What is needed:
Return every line of the data that contains the string "wooden".

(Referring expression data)

* * * * * * * * *

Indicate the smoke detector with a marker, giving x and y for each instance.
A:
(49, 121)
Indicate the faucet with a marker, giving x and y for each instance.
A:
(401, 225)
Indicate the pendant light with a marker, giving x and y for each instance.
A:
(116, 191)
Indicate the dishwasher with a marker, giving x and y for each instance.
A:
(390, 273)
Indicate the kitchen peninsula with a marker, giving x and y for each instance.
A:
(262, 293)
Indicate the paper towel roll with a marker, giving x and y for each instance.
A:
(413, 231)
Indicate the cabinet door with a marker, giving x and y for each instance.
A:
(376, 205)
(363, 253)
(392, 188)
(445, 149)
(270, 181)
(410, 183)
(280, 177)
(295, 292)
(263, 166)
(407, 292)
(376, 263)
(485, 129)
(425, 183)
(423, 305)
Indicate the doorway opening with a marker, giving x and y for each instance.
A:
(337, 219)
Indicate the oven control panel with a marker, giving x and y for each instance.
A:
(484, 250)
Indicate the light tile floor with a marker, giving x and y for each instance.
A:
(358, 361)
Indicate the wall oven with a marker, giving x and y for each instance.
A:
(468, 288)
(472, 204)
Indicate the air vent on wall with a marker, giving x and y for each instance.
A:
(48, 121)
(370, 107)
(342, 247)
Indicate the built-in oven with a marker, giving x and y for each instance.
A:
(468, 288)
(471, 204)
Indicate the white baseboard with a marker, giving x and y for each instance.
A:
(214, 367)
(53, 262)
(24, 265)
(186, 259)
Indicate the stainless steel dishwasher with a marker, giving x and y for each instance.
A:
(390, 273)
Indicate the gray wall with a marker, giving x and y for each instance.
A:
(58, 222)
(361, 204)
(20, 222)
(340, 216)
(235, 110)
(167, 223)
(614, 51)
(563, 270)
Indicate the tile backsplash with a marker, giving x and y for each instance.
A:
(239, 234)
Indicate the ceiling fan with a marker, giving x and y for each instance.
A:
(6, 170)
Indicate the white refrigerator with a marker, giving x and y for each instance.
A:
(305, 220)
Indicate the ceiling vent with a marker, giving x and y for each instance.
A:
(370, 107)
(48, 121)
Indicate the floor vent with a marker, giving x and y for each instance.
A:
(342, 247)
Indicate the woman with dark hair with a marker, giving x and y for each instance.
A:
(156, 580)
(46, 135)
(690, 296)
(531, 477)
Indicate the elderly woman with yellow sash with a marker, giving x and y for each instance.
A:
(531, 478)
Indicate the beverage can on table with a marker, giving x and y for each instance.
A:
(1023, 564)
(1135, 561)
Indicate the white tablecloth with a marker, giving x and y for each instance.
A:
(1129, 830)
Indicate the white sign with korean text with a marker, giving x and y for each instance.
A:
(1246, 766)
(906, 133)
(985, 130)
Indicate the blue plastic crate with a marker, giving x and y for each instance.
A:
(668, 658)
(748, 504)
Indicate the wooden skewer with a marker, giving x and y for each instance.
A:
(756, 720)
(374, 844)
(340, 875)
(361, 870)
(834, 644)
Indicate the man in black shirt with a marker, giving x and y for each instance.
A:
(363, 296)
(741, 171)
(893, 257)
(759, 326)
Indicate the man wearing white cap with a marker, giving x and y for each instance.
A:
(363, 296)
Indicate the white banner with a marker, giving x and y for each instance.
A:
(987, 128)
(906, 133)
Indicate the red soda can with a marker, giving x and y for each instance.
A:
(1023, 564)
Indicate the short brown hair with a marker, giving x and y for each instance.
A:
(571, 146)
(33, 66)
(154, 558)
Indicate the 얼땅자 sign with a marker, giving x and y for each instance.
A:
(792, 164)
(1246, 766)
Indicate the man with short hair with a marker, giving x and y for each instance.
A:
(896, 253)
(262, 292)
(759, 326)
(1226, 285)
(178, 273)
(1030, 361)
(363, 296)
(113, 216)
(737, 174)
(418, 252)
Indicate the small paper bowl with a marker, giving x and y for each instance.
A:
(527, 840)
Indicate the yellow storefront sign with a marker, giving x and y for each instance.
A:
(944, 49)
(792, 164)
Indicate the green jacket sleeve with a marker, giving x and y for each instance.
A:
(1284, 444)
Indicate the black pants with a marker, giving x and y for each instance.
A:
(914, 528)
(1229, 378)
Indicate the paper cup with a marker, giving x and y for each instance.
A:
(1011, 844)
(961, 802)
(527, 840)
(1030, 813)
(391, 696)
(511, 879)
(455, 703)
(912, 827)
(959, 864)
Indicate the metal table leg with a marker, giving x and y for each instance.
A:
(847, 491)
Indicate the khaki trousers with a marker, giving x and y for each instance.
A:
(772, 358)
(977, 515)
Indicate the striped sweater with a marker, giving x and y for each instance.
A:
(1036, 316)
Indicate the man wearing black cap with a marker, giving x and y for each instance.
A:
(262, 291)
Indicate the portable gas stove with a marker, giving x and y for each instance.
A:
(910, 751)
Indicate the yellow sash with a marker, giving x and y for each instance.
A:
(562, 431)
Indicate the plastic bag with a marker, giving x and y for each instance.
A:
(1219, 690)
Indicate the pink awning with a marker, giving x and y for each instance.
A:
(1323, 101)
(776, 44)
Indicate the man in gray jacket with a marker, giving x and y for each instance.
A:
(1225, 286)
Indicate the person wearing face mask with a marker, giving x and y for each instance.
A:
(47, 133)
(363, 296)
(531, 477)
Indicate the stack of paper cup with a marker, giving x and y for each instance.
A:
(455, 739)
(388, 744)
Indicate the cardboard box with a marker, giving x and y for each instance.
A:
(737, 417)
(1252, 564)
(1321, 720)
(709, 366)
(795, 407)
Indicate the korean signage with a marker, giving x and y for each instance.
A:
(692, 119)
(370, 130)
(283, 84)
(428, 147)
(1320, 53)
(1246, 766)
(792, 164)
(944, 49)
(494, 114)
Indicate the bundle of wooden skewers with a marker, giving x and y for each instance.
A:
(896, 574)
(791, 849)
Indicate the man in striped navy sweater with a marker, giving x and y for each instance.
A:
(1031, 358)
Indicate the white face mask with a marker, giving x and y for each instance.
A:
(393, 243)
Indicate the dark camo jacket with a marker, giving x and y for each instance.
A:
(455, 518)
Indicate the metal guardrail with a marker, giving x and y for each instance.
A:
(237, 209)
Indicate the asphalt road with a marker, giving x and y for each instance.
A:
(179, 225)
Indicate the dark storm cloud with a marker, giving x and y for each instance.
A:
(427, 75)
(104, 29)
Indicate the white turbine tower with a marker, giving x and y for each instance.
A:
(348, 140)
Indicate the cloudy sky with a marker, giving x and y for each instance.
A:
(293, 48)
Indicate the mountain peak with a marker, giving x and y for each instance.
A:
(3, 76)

* * * * * * * * *

Task response:
Indicate the wooden skewer with a marker, giving x and y for each instance.
Indicate the bundle of wooden skewers with a marker, giving x and y for each instance.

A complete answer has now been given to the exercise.